▶ DIRECTIONS
Print the lines below exactly, beginning with the one that contains "Task: indicate the dirt ground" and stopping after the last line.

━━ TASK INPUT

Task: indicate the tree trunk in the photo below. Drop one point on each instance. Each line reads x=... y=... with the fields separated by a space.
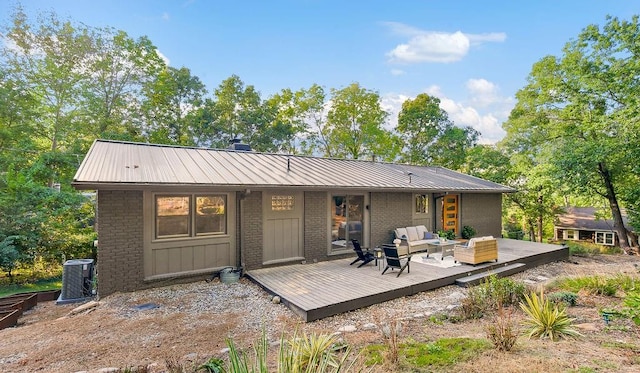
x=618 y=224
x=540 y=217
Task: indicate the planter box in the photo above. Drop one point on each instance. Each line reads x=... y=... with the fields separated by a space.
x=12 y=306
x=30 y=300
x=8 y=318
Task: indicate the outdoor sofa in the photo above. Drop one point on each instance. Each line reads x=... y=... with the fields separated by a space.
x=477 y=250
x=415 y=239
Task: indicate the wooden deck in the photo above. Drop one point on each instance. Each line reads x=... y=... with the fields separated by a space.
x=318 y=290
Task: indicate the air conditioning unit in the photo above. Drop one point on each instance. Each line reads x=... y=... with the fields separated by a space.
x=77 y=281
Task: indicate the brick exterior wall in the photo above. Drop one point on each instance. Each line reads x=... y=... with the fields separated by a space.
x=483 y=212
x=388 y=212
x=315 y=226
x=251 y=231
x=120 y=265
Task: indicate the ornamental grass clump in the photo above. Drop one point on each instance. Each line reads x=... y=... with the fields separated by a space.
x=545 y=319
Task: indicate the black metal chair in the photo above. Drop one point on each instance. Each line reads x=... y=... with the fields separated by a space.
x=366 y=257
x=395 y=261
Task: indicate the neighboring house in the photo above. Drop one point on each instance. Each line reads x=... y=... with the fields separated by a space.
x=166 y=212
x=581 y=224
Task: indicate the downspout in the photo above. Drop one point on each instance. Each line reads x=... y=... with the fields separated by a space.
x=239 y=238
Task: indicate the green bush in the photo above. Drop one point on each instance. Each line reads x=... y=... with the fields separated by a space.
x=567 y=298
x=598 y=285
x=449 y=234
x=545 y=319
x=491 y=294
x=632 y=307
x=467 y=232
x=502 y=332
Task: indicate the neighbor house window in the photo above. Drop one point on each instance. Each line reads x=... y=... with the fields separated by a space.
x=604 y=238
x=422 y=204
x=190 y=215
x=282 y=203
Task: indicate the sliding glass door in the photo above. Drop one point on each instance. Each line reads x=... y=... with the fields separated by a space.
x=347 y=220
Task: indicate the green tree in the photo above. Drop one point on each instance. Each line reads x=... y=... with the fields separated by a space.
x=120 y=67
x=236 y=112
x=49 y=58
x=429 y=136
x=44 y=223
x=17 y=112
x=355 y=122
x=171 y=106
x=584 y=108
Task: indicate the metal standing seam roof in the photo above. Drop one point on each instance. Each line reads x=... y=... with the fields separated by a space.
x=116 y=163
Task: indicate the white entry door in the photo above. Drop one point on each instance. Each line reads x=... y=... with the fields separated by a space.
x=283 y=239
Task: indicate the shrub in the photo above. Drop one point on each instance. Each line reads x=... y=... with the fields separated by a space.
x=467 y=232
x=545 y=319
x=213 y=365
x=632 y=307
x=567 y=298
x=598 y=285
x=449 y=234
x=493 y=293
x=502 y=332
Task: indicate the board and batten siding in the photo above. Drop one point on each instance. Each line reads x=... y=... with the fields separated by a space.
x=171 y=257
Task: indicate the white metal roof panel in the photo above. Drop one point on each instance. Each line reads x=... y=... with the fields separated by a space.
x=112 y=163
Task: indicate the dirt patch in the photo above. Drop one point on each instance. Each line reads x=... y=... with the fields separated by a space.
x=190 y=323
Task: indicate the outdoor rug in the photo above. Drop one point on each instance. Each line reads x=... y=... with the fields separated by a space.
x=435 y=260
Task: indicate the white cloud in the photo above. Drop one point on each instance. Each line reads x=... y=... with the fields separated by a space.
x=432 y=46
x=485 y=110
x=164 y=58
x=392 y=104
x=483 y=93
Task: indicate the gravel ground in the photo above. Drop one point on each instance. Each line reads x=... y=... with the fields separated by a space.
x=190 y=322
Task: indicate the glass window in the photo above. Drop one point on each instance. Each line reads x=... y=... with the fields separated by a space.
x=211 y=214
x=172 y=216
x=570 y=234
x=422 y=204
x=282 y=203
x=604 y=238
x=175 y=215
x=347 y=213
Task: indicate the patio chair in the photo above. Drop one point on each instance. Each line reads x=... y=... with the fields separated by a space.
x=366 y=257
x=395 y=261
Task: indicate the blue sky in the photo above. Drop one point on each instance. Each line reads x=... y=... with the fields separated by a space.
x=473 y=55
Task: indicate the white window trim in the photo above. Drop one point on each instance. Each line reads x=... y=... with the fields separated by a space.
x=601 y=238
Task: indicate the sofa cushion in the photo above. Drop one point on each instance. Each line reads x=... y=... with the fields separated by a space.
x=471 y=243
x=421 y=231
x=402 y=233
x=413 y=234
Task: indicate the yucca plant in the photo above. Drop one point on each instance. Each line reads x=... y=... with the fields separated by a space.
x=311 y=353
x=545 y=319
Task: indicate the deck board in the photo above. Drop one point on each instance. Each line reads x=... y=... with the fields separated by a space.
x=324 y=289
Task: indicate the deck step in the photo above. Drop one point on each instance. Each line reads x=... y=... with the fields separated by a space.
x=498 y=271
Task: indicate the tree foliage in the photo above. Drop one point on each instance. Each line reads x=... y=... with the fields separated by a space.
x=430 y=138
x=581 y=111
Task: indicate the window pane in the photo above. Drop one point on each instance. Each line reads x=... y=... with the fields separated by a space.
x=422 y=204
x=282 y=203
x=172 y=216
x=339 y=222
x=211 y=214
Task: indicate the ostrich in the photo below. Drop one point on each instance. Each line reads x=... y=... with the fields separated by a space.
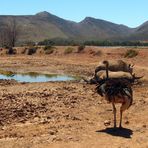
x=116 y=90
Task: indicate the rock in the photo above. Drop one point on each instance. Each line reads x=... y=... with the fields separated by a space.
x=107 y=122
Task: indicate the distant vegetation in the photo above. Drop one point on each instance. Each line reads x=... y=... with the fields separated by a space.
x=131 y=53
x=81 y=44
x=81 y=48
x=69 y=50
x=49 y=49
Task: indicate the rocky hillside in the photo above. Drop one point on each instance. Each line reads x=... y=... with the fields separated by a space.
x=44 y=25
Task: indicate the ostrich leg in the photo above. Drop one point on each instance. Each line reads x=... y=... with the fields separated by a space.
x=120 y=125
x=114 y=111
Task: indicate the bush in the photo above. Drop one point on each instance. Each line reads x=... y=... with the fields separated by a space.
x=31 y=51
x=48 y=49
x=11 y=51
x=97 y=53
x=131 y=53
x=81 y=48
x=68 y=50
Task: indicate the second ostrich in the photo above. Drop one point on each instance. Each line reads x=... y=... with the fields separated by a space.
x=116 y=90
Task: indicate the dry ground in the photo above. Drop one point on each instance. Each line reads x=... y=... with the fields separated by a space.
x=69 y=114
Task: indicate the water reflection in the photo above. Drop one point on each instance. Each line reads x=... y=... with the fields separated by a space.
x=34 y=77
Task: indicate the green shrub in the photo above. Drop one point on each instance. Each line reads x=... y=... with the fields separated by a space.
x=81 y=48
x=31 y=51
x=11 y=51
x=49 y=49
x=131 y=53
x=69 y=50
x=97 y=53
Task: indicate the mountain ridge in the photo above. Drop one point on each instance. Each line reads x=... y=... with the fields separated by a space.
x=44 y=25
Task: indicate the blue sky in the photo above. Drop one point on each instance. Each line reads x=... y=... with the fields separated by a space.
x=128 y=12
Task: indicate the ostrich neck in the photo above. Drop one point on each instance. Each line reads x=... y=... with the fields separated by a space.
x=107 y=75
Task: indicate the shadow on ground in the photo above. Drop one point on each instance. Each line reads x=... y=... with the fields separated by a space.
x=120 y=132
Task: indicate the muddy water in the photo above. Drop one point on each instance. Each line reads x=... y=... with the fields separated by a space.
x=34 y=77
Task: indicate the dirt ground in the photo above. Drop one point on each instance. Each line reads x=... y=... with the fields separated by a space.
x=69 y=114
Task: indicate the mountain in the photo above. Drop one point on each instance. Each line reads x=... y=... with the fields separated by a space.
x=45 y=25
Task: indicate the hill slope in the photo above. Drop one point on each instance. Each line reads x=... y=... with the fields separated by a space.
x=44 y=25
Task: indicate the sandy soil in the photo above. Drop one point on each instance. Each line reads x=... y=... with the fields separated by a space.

━━━━

▶ SOLUTION FOR THIS PROBLEM
Task: indicate the dirt ground in the photo above. Drop one point on each instance. Each line reads x=... y=... with the fields separated by a space.
x=69 y=114
Task: indicate the mountain in the photo above. Drop one point on each instance. Each line reads x=... y=... with the fields separated by a space.
x=45 y=25
Task: indicate the hill slope in the photo above. Drop one point on each instance. Each line reads x=... y=... with the fields separated by a space.
x=44 y=25
Task: indicate the sandy soil in the photo above. Drop one point on each instance. Each line reads x=... y=... with the fields separated by a space.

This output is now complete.